[Extracted entries]
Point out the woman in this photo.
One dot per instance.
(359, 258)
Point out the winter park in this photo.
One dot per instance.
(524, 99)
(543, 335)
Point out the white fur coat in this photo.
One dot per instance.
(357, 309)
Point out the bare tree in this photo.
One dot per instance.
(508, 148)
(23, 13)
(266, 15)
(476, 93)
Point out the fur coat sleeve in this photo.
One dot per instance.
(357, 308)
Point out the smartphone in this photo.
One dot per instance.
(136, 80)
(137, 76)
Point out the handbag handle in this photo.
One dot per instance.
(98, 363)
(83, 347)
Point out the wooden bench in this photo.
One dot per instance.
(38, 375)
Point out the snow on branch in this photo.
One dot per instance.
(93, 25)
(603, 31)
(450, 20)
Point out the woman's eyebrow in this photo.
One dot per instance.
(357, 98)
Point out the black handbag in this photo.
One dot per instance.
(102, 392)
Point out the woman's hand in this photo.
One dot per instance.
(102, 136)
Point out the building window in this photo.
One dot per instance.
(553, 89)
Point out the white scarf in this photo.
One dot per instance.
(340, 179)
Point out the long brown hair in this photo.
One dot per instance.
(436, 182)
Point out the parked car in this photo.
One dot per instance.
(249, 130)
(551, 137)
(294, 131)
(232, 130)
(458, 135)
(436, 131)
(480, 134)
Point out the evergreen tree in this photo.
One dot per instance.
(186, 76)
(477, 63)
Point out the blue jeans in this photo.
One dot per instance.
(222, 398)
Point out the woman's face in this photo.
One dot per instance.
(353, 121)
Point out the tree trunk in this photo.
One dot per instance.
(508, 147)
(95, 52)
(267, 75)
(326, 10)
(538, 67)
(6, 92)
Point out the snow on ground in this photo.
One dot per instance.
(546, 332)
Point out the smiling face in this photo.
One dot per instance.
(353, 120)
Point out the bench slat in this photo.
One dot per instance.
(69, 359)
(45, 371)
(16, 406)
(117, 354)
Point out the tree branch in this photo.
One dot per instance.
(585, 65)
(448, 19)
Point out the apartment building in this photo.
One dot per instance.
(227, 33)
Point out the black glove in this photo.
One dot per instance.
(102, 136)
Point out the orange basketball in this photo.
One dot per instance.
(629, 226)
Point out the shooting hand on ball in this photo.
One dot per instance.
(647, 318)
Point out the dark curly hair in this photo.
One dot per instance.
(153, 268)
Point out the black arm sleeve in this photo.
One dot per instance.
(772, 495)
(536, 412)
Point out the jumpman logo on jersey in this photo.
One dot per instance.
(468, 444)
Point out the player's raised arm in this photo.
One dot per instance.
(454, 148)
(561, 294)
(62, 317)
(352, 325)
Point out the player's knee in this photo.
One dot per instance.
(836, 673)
[/Extracted entries]
### Exercise objective
Retype exactly. Start at the line with "Point out the player's raised" and stop at the last line of the data.

### Written response
Point out the player's raised arm in this photo.
One dot per instance.
(454, 148)
(561, 294)
(62, 317)
(352, 325)
Point out the player's knee in this photo.
One dot per instance.
(836, 673)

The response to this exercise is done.